● TEXT EXTRACT
Page MenuHomeSoftware Heritage

properly handle ingestion of archives within archives (recursive extraction)
Closed, MigratedEdits Locked

Description

Currently, HAL accepts software deposits in .zip or .tar.gz formats, but if the deposit is not in .zip format, it wraps it into a .zip before sendind it to us. This fools our ingestion process, forcing the deposit into the Merkle tree of a .tar.gz blob instead of its contents.

This is clearly an error on the HAL side, and we will try to have it fixed there, but with the generalisation of software deposits, we may be confronted to zillions of mistakes like this ones, and while one waits for them to be fixed, we pollute our archive.
We need to decide whether to try and fix this behavior on our side, by recursively opening wrappers or just reject the deposit if we see the double wrapping.

Wrappers should be easy to spot: a .zip file containing just a .tar.gz file, a .tar file containing just a .tar file etc.....

● YOUR OBJECTIVE
Answer these questions using the issue page on recursive extraction of archives:
(a) In which two formats does HAL accept software deposits?
(b) What does HAL do to a deposit that is not in .zip format before sending it on?
(c) Between which two courses of action does the issue page say a decision is needed?

● DATA
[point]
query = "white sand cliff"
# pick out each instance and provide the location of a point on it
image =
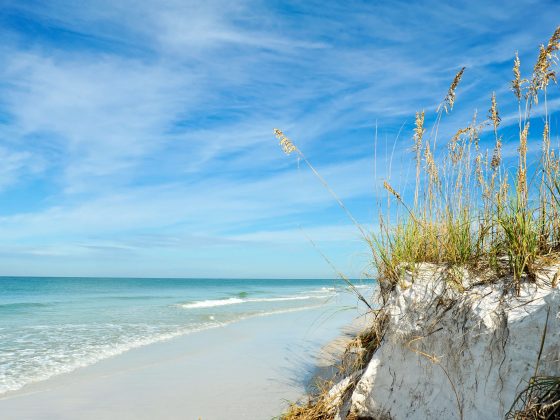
(451, 354)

● RESPONSE TO THE TASK
(a) In .zip or .tar.gz format.
(b) It wraps the deposit into a .zip.
(c) Fixing the behavior on their side by recursively opening wrappers, or rejecting the deposit if the double wrapping is seen.